Retype everything from the start of the material down to the line containing "x=145 y=146", with both of those ends included, and leave the pictures out of your answer.

□ □ □ □ □

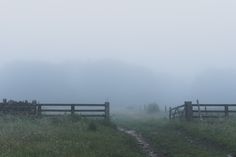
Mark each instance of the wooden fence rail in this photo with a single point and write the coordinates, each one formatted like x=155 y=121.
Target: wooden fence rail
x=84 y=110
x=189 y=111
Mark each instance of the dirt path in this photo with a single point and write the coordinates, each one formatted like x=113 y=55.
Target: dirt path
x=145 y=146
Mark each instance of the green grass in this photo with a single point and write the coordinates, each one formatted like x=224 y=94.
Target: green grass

□ □ □ □ □

> Finished answer
Mark each instance of the wooden fence rail in this photo with a single point and write the coordinates, each one formatted like x=155 y=121.
Target: wooden fence rail
x=84 y=110
x=189 y=111
Mark each instance of the dirt path in this photo with a single point and write the coordinates, each one formatted like x=113 y=55.
Target: dirt path
x=145 y=146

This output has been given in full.